Task requirements ::
Copy the items below word for word, starting at the line that contains "Find the rocky outcrop" and running through the end of the items, both ends included.
+===+
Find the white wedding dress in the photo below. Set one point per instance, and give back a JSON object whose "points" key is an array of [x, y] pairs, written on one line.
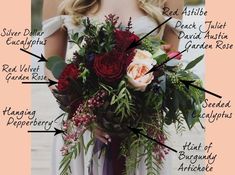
{"points": [[82, 164]]}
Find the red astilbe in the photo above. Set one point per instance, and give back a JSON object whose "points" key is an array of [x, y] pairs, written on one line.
{"points": [[70, 71]]}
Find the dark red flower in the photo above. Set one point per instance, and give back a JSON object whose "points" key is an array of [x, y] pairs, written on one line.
{"points": [[70, 71], [110, 66]]}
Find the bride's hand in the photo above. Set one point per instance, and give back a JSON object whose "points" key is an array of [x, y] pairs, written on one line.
{"points": [[102, 136]]}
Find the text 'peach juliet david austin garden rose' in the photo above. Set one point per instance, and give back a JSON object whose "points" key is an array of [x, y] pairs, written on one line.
{"points": [[140, 65]]}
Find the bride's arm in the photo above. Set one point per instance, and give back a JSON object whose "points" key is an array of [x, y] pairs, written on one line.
{"points": [[56, 43], [169, 35]]}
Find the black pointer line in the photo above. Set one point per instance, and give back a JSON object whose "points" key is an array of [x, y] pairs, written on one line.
{"points": [[137, 131], [190, 83], [136, 43], [49, 82], [206, 91], [41, 58], [56, 131], [160, 65]]}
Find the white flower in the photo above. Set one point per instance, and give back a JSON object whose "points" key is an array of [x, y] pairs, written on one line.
{"points": [[140, 65]]}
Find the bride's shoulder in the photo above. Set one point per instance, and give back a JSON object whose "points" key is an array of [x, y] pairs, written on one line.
{"points": [[51, 8], [53, 19]]}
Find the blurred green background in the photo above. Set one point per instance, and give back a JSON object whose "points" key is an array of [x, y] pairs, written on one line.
{"points": [[36, 10]]}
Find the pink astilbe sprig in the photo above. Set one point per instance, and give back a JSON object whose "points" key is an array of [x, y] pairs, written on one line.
{"points": [[80, 121], [112, 18]]}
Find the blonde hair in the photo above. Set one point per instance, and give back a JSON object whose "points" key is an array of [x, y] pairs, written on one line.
{"points": [[78, 8]]}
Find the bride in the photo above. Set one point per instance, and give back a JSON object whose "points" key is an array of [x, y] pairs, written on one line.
{"points": [[61, 18]]}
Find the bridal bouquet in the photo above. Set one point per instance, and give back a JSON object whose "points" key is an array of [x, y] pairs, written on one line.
{"points": [[108, 85]]}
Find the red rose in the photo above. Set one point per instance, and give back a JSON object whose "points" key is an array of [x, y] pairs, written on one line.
{"points": [[112, 66], [109, 66], [70, 71], [175, 54]]}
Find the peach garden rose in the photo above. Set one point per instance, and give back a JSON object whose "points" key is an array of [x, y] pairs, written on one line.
{"points": [[140, 65]]}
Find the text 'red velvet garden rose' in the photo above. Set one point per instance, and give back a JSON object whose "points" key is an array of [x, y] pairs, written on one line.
{"points": [[137, 69], [70, 71]]}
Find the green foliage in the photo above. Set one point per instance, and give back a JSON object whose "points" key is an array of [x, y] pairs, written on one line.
{"points": [[56, 65], [122, 100], [178, 99]]}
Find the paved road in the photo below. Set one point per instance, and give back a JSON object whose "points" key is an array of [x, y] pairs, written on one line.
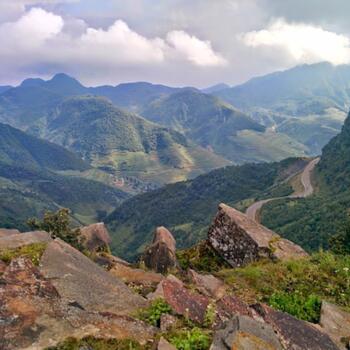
{"points": [[254, 209]]}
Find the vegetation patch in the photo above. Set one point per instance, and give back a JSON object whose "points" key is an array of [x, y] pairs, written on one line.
{"points": [[192, 339], [154, 312], [98, 344], [32, 251], [295, 286], [201, 257]]}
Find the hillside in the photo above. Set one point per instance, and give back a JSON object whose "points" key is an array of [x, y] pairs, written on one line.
{"points": [[32, 180], [19, 148], [187, 207], [308, 221], [125, 144], [214, 124], [316, 97]]}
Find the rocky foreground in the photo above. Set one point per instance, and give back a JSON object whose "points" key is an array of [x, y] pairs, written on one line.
{"points": [[59, 293]]}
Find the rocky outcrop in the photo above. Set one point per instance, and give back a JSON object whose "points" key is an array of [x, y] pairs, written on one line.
{"points": [[96, 237], [79, 280], [336, 323], [17, 240], [160, 256], [294, 333], [245, 333], [207, 285], [240, 240], [34, 316], [182, 301]]}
+===+
Final result ::
Find the rocky outcrop in the photo above. Set one point per instance, and give back a JSON object whose "points" key is an array of [x, y] pairs, written on one line.
{"points": [[96, 237], [79, 280], [336, 323], [17, 240], [160, 256], [294, 333], [245, 333], [207, 285], [240, 240], [34, 316], [182, 301]]}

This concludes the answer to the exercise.